Provided information:
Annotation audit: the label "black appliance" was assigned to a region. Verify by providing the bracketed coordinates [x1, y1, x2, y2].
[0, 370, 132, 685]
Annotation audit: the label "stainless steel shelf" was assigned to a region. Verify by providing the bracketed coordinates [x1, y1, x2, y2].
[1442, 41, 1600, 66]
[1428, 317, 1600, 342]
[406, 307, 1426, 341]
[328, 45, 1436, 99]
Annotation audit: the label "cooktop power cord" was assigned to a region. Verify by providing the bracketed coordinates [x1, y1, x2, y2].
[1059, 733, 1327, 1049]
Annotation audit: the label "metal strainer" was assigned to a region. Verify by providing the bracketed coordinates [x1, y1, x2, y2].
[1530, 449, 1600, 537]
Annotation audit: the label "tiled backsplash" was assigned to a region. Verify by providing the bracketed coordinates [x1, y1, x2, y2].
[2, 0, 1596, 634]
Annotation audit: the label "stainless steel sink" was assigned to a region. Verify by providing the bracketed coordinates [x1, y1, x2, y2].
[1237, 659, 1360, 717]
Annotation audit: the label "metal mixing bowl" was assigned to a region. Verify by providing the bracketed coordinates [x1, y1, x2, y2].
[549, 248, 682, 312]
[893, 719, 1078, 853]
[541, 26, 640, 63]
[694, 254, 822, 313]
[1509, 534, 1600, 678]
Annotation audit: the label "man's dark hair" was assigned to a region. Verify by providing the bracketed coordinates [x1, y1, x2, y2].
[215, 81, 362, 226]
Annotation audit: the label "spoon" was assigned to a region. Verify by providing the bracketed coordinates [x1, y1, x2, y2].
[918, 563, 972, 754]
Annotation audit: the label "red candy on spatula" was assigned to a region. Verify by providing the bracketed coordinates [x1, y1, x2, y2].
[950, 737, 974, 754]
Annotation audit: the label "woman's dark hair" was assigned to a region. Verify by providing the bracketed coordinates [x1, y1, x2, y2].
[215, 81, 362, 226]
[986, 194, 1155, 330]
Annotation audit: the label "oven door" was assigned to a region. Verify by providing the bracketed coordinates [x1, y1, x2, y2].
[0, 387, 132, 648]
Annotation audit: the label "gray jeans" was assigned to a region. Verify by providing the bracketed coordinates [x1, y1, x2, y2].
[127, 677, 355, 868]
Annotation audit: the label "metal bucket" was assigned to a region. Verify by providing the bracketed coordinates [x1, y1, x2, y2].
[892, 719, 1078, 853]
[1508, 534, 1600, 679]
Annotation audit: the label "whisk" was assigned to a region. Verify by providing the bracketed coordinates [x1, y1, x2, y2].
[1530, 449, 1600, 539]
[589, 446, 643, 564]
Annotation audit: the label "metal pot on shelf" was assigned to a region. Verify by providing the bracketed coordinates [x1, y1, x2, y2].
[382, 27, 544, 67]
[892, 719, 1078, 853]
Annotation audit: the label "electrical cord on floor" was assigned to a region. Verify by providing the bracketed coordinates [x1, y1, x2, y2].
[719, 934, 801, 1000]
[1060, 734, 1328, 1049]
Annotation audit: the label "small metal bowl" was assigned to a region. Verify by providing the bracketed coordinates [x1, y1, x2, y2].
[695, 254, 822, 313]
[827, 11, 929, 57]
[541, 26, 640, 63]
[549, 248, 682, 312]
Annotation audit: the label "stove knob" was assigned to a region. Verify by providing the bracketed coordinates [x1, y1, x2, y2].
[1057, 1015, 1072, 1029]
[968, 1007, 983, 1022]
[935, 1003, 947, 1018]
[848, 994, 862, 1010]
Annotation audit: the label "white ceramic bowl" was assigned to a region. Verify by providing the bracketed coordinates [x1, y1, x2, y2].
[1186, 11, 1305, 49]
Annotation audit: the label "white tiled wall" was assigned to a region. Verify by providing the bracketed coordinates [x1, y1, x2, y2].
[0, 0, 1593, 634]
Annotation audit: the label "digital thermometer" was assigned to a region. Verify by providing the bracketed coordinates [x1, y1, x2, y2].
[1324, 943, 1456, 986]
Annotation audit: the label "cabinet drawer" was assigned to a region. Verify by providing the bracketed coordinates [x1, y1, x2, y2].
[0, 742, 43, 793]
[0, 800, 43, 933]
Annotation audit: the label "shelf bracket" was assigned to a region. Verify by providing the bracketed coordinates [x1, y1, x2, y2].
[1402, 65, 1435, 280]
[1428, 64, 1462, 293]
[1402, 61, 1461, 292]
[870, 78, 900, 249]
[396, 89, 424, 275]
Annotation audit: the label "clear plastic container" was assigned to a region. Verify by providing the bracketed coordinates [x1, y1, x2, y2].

What you will do:
Everything in the records above should be written out again exactly.

Answer area:
Annotation audit: the label "black appliance" was assigned to a region. Verify by providing the bracketed coordinates [x1, y1, x2, y2].
[0, 370, 132, 685]
Annotation audit: the label "stainless steel shelf" was assigned to a region. Verify by providing the bracketed coordinates [x1, y1, x2, y2].
[1442, 41, 1600, 66]
[1428, 317, 1600, 342]
[406, 307, 1426, 341]
[328, 45, 1436, 99]
Annotation audit: the label "cooktop power cord" was assigned to a region. Verify by providing the bracketed coordinates [x1, y1, x2, y2].
[1059, 733, 1327, 1049]
Annotation audit: the label "metal strainer" was assigned to a region. Verify by providing the bracketed coordinates [x1, y1, x2, y2].
[1530, 449, 1600, 537]
Annotation audit: the label "tiled backsplash" was assigned to a region. Verify by providing the bracketed coordinates [x1, y1, x2, y2].
[2, 0, 1596, 634]
Annotation audit: the label "stainless steel sink" was assigned to a region. Verify by providing the bracketed coordinates [x1, y1, x2, y2].
[1237, 659, 1360, 717]
Annotation audit: the label "metal mixing bowl" was assigned to a region. Verify by providing the bracketed coordinates [x1, y1, x2, y2].
[549, 248, 682, 312]
[893, 719, 1078, 853]
[541, 26, 640, 63]
[694, 254, 822, 313]
[1509, 534, 1600, 678]
Annotation audit: the label "man's dark hair" was assigned to a region. Verify by providing the bracketed coordinates [x1, y1, x2, y2].
[215, 81, 362, 226]
Annotation audit: the label "spoon" was assigned to a region. Verify by providing the bracketed coordinates [x1, y1, x2, y2].
[918, 563, 972, 754]
Annotation audit: the label "red candy on spatula" was assigned to a region. Verify by providing the bracketed coordinates [x1, y1, x2, y2].
[950, 737, 974, 754]
Annotation audit: the label "woman's dark hair" was assigned to a region. Verify by providing the bracketed coordinates [x1, y1, x2, y2].
[215, 81, 362, 226]
[986, 194, 1155, 330]
Annotation audit: the label "oven door" was assigned to a region. Verify by providing the bracketed coordinates [x1, y1, x2, y2].
[0, 387, 132, 648]
Annotation audit: the label "gray jeans" was assigned to a region. Verify by providing the bracketed coordinates [x1, y1, x2, y2].
[127, 677, 355, 868]
Annotation audit: the label "metal bucket" was assigned to a region. Verify by providing the bracketed coordinates [x1, y1, x2, y2].
[892, 719, 1078, 853]
[1508, 534, 1600, 679]
Annotation audit: the label "whisk" was assigned to a region. Verify by providing the bracketed coordinates [x1, y1, x2, y2].
[1530, 449, 1600, 539]
[589, 446, 643, 564]
Annotation audit: the label "metal pot on shelf" was assigned to a region. Verify by providing the bracketed coordinates [x1, y1, x2, y2].
[382, 27, 544, 67]
[892, 719, 1078, 853]
Annotation audit: the label "electrical cord on floor" was assigned to a region. Verify by providing the bracketed coordinates [x1, y1, x2, y2].
[719, 934, 801, 1000]
[1060, 734, 1328, 1049]
Annotation audit: the label "small metal bowl" was assigned to a region. Verify by providing the bracketed coordinates [x1, y1, x2, y2].
[695, 254, 822, 313]
[827, 11, 929, 57]
[541, 26, 640, 63]
[549, 248, 682, 312]
Annotation audit: the label "stove knob" was assigned to a region. Verify by providing the bracketed coordinates [x1, y1, x2, y2].
[1057, 1015, 1072, 1029]
[968, 1007, 983, 1022]
[935, 1003, 947, 1018]
[848, 994, 862, 1010]
Annotation audit: the label "white ceramic bowl" was assigned to a region. Verify by providing the bracketed coordinates [x1, y1, x2, y2].
[1186, 11, 1305, 49]
Annotation audit: the label "white tiled wall" was assigned to a region. Verify by providing the bracketed coordinates [x1, y1, x2, y2].
[0, 0, 1593, 634]
Annotation audit: the label "digital thermometer" was assigned to a region. Verify by providing the bracketed coordinates [x1, y1, x2, y2].
[1324, 943, 1456, 986]
Annotation audit: the label "cabinet drawer" was assigned to a region. Verify by providing the bracketed coordinates [x1, y1, x2, y2].
[0, 742, 43, 793]
[0, 800, 43, 933]
Annotation audit: the label "shelf bracket" was assigned to a region. Verify by providing the bracketed coordinates [x1, y1, x2, y2].
[1402, 65, 1435, 280]
[1428, 64, 1462, 293]
[1402, 61, 1461, 292]
[870, 78, 900, 249]
[396, 89, 424, 275]
Annotation audit: the label "clear plastic container" was assigned to a region. Verify by providing the bracketed coordinates [x1, y1, x2, y2].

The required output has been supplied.